* 練習問題 *
[1] 映画の感想文から、「しかし、彼がホロコーストで受」から「リーに引き込まれてしまった。」までの部分をそのまま書き写してください。
[2] 映画の感想文の続きを、最後の文のあとから書き足してください。

* 本文 *
━━━━━━━━━━━━━━━━━━━━

ホロコースト生存者の精神的ケアをする施設が舞台。自身も生存者であり、戦前にサーカスのピエロをしていたアダムは、持ち前の話術で周囲の注目を集め、他の患者や医師、看護師から特別視されている特殊な存在。
しかし、彼がホロコーストで受けた屈辱は人としての尊厳を踏みにじられたもので、次第にアダムの心の闇が明らかになって行く…。
飄々と話すアダムの様子とホロコーストでの出来事から始まるのだが、彼の性格のように話が掴めず、難解映画かも…と思ったが、まさかの斜め上を行く展開で、ぐいぐいストーリーに引き込まれてしまった。
ホロコースト生存者の話なのに、虐殺の描写がない映画は初めて観たかもしれないが、それにも関わらずアダムが受けた仕打ちは、ある意味虐殺よりも残虐で、とても恐ろしかった。
考えれば考えるほど、心がぐちゃぐちゃになり、頭がおかしくなりそうになって涙が出たけど、実際彼らはナチズムにより、精神が破壊されてしまっているんだから、その辛さは計り知れない…。

━━━━━━━━━━━━━━━━━━━━

* データ抜粋 *
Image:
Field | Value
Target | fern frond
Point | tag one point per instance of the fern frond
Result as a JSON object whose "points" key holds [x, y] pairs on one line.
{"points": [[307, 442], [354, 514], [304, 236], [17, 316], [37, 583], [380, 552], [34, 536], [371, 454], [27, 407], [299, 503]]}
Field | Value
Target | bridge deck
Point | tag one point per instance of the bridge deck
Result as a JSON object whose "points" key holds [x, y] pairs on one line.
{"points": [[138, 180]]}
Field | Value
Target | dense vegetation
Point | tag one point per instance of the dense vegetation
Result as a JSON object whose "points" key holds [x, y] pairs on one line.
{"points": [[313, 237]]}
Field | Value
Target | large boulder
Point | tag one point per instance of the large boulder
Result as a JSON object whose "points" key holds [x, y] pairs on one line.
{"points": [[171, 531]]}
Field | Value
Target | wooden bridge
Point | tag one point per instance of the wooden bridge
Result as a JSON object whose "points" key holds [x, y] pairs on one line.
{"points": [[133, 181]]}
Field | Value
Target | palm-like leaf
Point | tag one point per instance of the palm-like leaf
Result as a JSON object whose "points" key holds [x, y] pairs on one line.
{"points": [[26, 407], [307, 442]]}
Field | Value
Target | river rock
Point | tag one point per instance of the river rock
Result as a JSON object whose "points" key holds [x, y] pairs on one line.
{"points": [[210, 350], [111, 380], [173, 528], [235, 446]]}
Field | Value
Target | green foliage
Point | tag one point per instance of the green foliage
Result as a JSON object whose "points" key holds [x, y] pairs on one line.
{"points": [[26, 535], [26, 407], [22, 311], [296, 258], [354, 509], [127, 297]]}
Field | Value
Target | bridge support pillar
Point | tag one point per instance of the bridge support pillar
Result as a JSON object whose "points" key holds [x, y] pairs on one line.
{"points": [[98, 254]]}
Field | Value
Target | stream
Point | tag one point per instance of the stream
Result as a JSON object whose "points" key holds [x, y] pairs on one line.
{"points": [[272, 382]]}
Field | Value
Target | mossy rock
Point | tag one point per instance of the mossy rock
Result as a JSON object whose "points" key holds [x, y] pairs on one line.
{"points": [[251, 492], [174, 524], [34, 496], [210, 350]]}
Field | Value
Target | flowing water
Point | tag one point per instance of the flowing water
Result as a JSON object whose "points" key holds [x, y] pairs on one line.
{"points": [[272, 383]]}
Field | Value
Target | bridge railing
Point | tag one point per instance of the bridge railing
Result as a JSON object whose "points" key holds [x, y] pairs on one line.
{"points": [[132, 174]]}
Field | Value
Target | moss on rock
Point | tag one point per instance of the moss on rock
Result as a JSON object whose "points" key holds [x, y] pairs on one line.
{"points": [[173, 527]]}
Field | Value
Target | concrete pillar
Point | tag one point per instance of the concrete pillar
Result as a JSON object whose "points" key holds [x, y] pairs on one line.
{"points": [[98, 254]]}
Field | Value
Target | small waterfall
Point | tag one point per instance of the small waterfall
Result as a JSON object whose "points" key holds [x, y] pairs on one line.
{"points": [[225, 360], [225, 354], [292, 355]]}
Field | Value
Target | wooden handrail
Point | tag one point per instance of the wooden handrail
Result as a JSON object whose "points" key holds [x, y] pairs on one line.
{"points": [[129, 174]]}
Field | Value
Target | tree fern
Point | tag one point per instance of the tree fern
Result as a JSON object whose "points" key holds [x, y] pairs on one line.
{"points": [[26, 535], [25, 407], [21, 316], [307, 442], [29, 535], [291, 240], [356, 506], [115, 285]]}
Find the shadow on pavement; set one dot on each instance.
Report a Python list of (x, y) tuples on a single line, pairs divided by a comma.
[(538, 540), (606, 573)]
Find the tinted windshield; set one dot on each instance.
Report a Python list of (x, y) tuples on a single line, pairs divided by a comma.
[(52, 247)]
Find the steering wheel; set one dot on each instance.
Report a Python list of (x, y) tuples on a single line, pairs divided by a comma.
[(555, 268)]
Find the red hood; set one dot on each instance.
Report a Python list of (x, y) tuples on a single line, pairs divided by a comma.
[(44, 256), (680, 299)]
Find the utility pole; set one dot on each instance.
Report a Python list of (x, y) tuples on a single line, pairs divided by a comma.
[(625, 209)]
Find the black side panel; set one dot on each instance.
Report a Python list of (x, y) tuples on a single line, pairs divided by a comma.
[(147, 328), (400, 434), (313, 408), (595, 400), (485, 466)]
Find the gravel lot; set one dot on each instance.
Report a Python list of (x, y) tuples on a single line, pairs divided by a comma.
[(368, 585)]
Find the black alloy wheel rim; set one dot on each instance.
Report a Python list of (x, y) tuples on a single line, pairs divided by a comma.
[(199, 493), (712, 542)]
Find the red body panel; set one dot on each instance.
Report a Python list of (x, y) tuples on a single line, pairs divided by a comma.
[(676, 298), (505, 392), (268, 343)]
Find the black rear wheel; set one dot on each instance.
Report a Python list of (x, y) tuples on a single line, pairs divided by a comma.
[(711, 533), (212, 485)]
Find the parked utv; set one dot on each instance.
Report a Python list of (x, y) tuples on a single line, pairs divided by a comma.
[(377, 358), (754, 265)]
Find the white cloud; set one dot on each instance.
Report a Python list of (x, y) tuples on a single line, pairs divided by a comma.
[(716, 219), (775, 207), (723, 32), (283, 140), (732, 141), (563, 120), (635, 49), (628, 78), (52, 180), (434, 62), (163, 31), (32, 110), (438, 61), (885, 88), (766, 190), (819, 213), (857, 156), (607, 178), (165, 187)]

━━━━━━━━━━━━━━━━━━━━

* 解答 *
[1]
しかし、彼がホロコーストで受けた屈辱は人としての尊厳を踏みにじられたもので、次第にアダムの心の闇が明らかになって行く…。
飄々と話すアダムの様子とホロコーストでの出来事から始まるのだが、彼の性格のように話が掴めず、難解映画かも…と思ったが、まさかの斜め上を行く展開で、ぐいぐいストーリーに引き込まれてしまった。

[2]
生き残ってなお苦しむ。元には戻らない…。PTSDなんて言葉では軽すぎると思ったし、生きている事が救いとも限らない。真の救いなんて存在すらしないとさえ感じた。
とてもじゃないけれど私には、ホロコースト生存者の気持ちや辛さは、想像すら及ばないし、分からないという事が分かった映画だった。
何度も思考停止しながらやっと観終えました。
かなり衝撃的で、考えさせられる1本。社会派映画が好きな人は好きかもしれない。精神的に辛く重く、引きずる系なので、エネルギーがある時にどうぞ。
ジェフ・ゴールドブラムの演技が凄かった…。振り返れば、難解かもと思った構成やセリフも彼の心を思うと納得出来た。